== Work instructions ==
Report how many lines in the items below contain the word "open", counting only matches with the same capitalization. Give the number alone.

--

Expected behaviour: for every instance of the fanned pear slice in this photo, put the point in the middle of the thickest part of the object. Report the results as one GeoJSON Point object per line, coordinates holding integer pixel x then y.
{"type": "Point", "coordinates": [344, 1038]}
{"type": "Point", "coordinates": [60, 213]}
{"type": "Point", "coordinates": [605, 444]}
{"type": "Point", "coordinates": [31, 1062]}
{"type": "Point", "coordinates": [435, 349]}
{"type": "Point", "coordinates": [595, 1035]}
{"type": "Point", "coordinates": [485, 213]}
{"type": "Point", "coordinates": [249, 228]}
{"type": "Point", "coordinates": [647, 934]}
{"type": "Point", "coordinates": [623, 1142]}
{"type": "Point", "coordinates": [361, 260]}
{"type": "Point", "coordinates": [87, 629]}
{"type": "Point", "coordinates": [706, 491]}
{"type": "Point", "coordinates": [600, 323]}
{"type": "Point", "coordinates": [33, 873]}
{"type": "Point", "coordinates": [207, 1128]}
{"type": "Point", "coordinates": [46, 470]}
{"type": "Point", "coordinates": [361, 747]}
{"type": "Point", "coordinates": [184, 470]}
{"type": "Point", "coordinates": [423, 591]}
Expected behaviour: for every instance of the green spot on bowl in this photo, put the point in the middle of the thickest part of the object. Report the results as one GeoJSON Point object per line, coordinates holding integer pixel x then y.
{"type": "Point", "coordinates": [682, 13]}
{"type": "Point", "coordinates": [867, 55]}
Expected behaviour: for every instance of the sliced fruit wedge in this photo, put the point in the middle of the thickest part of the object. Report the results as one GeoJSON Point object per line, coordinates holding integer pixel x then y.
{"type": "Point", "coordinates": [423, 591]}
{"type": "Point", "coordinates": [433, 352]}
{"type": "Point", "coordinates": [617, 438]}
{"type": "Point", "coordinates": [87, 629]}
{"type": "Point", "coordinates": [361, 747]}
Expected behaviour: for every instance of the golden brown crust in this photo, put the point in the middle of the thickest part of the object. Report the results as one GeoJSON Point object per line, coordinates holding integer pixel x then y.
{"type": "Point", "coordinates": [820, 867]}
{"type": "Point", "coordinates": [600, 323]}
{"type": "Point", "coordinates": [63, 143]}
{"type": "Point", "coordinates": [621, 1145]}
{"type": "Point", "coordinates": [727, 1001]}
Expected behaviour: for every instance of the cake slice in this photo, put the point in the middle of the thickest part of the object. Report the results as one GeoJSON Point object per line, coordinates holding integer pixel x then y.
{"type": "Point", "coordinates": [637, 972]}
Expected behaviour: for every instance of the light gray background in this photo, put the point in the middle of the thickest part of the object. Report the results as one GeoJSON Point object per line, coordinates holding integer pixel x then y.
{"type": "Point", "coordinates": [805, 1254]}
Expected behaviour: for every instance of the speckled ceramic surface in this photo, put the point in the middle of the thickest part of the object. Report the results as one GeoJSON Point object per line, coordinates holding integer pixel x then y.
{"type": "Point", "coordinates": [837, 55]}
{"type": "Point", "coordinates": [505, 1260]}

--

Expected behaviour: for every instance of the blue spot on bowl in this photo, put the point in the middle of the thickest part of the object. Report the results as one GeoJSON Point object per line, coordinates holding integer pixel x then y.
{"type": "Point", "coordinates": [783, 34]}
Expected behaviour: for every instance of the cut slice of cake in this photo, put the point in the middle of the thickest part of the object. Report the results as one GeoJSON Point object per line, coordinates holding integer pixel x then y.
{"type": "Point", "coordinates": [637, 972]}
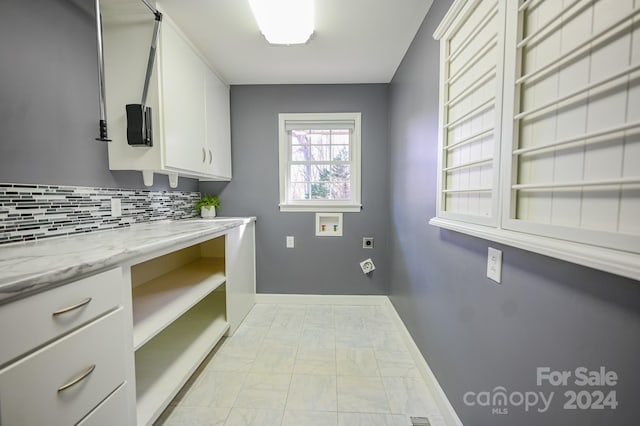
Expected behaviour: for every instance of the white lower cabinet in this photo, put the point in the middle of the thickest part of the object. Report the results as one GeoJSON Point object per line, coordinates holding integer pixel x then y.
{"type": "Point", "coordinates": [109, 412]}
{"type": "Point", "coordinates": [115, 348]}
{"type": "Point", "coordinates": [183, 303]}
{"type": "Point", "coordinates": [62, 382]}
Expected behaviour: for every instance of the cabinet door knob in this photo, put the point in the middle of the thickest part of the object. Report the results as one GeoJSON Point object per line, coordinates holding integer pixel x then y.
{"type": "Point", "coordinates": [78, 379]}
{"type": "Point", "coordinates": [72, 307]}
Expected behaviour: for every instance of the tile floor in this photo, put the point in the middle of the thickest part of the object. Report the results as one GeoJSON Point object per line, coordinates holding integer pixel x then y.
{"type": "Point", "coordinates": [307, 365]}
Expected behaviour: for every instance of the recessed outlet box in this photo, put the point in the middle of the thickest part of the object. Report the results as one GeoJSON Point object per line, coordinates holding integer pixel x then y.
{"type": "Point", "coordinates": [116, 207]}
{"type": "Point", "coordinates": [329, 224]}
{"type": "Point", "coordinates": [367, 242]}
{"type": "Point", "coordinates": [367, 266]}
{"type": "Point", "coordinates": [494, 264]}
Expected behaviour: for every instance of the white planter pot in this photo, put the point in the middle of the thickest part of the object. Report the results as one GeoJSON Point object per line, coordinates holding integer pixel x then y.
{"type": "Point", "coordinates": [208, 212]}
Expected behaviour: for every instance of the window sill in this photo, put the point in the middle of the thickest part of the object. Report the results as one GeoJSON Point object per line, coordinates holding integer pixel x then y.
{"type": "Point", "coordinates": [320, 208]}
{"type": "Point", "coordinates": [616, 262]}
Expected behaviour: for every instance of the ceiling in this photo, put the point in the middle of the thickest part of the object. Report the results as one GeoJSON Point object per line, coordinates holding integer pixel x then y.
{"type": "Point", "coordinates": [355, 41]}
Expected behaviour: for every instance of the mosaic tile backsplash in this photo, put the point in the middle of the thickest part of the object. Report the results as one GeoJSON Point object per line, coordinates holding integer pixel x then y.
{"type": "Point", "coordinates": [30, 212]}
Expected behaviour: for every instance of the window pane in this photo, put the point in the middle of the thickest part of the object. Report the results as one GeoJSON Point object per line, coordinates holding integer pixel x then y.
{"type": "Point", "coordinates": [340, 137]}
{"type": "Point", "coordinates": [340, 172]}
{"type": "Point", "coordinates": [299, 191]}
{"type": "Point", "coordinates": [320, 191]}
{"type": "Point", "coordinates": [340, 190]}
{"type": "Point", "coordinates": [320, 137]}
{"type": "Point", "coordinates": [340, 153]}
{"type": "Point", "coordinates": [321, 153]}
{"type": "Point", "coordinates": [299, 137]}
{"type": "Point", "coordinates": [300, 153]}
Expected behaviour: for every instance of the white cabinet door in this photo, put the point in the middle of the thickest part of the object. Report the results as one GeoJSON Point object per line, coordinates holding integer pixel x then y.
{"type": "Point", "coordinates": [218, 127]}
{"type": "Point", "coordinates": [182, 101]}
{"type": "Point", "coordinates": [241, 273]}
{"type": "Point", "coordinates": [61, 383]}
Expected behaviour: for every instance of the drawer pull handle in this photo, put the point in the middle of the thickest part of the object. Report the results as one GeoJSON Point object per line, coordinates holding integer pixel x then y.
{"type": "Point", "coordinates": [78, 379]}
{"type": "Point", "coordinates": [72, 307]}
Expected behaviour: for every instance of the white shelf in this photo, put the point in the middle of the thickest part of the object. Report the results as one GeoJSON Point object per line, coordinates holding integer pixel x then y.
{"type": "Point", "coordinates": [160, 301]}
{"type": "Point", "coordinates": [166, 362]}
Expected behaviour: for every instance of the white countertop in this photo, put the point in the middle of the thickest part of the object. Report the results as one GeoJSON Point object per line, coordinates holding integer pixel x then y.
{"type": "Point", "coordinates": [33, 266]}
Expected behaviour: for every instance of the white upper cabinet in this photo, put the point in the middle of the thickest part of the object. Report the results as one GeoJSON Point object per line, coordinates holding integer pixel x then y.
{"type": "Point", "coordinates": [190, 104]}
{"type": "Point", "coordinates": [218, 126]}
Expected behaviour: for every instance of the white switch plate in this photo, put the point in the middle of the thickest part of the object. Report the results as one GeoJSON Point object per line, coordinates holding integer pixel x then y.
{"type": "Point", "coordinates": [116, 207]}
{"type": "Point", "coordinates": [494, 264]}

--

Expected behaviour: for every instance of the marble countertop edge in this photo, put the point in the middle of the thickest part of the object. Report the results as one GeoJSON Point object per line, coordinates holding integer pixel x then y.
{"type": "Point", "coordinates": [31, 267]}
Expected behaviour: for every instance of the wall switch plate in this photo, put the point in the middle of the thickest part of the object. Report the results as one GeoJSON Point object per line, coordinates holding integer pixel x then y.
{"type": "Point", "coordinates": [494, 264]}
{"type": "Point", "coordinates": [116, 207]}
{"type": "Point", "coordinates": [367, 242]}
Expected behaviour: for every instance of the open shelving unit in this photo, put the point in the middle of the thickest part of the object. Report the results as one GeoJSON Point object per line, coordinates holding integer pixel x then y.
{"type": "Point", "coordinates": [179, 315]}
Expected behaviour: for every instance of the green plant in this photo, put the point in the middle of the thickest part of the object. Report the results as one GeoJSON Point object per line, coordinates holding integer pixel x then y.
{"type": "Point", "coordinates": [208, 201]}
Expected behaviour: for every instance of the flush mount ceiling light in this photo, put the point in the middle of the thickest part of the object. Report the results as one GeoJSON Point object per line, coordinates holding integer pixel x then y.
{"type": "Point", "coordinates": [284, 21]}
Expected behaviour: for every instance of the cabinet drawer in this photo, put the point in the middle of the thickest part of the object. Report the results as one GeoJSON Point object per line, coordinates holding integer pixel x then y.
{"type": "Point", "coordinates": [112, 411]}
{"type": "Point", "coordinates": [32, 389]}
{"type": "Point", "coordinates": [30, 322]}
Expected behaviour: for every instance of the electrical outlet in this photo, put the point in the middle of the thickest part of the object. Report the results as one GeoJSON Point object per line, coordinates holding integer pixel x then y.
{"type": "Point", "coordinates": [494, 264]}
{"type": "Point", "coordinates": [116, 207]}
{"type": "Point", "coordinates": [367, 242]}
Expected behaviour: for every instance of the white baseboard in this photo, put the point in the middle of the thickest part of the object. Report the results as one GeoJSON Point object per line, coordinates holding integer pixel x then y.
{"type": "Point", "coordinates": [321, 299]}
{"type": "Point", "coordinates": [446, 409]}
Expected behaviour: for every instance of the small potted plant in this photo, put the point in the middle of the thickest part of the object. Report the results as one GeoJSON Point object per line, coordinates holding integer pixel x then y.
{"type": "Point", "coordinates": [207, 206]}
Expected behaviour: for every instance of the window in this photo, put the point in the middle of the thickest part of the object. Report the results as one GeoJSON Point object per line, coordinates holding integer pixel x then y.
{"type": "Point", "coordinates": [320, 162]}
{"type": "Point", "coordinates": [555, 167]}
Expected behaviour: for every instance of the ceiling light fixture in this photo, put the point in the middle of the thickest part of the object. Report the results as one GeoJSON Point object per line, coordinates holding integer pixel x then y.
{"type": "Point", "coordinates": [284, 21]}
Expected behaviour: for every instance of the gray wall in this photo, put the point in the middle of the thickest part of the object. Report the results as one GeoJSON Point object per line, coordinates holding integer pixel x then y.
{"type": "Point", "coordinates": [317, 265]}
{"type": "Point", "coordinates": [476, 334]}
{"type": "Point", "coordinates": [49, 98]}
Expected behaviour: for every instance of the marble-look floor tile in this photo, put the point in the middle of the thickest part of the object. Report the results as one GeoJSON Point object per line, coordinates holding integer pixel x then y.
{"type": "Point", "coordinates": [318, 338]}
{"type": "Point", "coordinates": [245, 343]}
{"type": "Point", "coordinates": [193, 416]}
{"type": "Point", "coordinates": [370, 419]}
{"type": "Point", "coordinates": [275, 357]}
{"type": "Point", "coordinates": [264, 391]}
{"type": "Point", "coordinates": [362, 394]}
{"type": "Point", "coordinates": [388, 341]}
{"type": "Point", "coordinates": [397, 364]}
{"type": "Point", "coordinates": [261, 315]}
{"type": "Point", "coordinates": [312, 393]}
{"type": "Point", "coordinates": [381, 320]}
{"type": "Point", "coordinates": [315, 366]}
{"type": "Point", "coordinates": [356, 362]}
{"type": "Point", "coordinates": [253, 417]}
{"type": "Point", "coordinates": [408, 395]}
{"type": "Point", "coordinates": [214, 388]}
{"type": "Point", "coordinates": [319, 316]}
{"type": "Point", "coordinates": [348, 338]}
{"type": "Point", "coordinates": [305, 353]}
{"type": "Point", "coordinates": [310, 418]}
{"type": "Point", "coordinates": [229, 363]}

--

== Written response ==
1